■ ARTICLE ■
····················

Most critical information
systems are legacy software and/or composed of Commercial-Off-The-Shelf
(COTS) components. They are large-scale distributed systems and
consist of hundreds of computers geographically located nationally
or even globally based on wide area networks. Our Guardian project
[2] aims at enhancing the survivability of such
systems to tolerate failures and co-related malicious attacks while
minimizing the modification to the existing systems. The approach
we adopt is characterized by:
- A sensor- and actuator-driven control system framework. To minimize
the modification of existing systems and provide flexible and
relatively application independent survivability management, a
control system framework is adopted (Figure 1). It consists of
two major parts: sensor/actuator and control system. Sensors collect
failure, attack, performance, and other information about the
critical systems, and actuators execute functions to exert control
over the critical system to change its operation. The control
system obtains the required information from sensors, makes decisions
based on the survivability requirements of the system, and notifies
the actuators to do them. Sensors and actuators are implemented
as shells for the existing systems, requiring minimal modification.
A shell is a layer of software that logically surrounds a software
artifact and either enforces some useful predicates on the state
of system of which the artifact is a component or supplements
the functionality of the artifact in some crucial way.
Figure 1. System framework.
- Survivability Specification. Critical systems are viewed and
analyzed from service perspectives, and the services are classified
quantitatively based on their inter-dependence and criticality
to the whole functions of the system. Failures and attacks are
assessed based on their kind, number of simultaneous occurrences,
and the places where they occur. The survivability requirements
are expressed in a set of predicates which indicate under what
sort of failures/attacks which services should be survived.

····················

■ YOUR TASKS ■
1/ Answer these questions from the Guardian project passage.
(a) What two major parts make up the control system framework?
(b) How are the sensors and actuators implemented?
(c) What three factors are used to assess failures and attacks?
2/ According to the Guardian project passage, what three things does the control system do?
3/ Carry on the Guardian project passage from where it stops.

(Stored dataset items)
····················

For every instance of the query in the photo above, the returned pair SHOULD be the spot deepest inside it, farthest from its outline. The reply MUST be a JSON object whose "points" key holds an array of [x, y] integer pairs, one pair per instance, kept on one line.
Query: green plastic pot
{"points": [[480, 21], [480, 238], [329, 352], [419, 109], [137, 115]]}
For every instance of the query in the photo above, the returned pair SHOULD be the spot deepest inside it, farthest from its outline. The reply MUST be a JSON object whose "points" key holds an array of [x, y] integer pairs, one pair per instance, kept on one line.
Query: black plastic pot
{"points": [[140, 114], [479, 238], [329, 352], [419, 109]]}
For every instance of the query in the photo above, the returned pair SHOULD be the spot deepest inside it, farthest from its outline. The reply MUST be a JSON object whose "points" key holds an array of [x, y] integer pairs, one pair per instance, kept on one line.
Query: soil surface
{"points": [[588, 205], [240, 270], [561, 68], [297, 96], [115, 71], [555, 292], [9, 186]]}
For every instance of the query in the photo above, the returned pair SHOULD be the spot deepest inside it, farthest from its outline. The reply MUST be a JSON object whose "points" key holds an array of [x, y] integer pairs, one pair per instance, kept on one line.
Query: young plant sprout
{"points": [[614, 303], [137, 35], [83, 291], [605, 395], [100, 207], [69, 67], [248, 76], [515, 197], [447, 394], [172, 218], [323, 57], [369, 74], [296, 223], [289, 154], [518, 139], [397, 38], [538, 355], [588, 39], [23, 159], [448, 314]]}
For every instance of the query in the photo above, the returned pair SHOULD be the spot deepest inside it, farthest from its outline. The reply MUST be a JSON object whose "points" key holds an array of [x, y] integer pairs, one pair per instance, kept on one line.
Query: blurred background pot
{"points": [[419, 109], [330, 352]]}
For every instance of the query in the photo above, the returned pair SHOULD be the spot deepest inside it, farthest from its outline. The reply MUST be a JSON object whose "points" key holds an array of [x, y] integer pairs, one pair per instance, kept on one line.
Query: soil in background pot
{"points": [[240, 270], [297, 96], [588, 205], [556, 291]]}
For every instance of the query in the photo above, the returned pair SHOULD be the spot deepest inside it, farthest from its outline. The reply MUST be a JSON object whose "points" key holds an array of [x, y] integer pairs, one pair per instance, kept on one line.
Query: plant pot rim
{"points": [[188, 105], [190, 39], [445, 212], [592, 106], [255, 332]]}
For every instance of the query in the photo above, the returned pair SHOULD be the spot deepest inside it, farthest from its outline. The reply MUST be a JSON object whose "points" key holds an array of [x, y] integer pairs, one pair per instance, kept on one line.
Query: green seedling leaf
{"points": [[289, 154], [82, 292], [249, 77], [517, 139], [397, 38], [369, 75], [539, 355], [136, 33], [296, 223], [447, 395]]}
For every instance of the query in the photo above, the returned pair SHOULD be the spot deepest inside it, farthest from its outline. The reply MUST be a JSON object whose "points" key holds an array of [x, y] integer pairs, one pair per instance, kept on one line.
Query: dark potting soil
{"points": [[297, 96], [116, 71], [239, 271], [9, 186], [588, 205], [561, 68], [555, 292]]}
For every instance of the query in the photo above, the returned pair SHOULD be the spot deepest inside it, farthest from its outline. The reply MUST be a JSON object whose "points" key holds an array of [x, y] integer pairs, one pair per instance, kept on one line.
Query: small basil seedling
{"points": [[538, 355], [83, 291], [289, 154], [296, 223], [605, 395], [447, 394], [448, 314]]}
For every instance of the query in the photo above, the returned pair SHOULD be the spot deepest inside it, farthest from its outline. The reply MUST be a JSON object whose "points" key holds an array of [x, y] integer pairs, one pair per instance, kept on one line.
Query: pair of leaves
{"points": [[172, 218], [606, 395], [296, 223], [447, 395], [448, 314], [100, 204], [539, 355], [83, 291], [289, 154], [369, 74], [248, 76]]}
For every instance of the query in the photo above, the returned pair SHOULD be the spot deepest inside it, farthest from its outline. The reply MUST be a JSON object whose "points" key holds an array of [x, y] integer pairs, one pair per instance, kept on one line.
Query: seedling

····················

■ TASK-BY-TASK OUTPUTS ■
1/
(a) Sensor/actuator and control system.
(b) As shells for the existing systems, which requires minimal modification.
(c) Their kind, the number of simultaneous occurrences, and the places where they occur.

2/
- It obtains the required information from sensors.
- It makes decisions based on the survivability requirements of the system.
- It notifies the actuators to carry them out.

3/
- Adaptive and dynamic service survivability management. Survivability
management is the process that keeps meeting the survivability
requirements in the face of changes in the system. The process
is composed of four phases: (1) Change Detection. It detects changes
(e.g. failures and attacks) that have happened in the system.
(2) Damage Assessment. It assesses the damage caused by the changes.
(3) System Adjustment. It isolates the failed services, activates
queuing mechanisms to buffer services requests directed to these
failed services, and slows down the whole system processing pace
in order to provide sufficient time for the next step to work
before the whole system crashes. (4) System Restoration and Adaptation.
Based on the damage to the system and applications, and the availability
of system resources, the control system decides if the damaged
services could be restored or the whole services may be reduced.
It determines which functions will be continued to provide, and
switches the application from one design configuration to another
according to the survivability requirements. Based on the history
of changes happened in the system, it changes the design configurations
of services adaptively to provide more survivability under a given
number of system resources. The adaptation is reflected in another
perspective as well: The above four phases may be used adaptively
for different services based on the criticality of the failed
services.
- Security issues. Secure control systems and sensors/actuators
are a critical issue that we address. A new vulnerability should
not be introduced with the presence of the control system framework.
The control system adopts a hierarchical distributed structure
to avoid single node failure and improve system performance. Authentication
is employed to identify control system components and the data
transferred between them is secured by encryption/decryption.
Control systems are running on separate computers, but the sensor/actuator
should reside with the application on the same machine. We are
investigating methods to secure the sensor/actuator in such an
environment.
There are many research
challenges involved, which include, for example:
(1) Generation of control systems from specifications,
(2) Scalability of control system architectures, and
(3) High assurance systems on the Internet.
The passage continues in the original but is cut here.